- **Stored data entries**:
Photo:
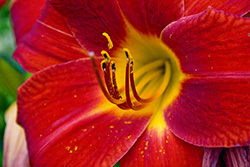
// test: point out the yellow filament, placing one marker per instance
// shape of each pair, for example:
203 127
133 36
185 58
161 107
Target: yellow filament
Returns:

- **Exercise description**:
Without changing a word, retype the data above and omit its pictures.

- **Solution to this task**:
Photo:
// test: point out the yellow filament, placing one marker per instance
// shape of each pair, for example:
203 127
133 36
185 58
161 107
Target: yellow filament
Returns:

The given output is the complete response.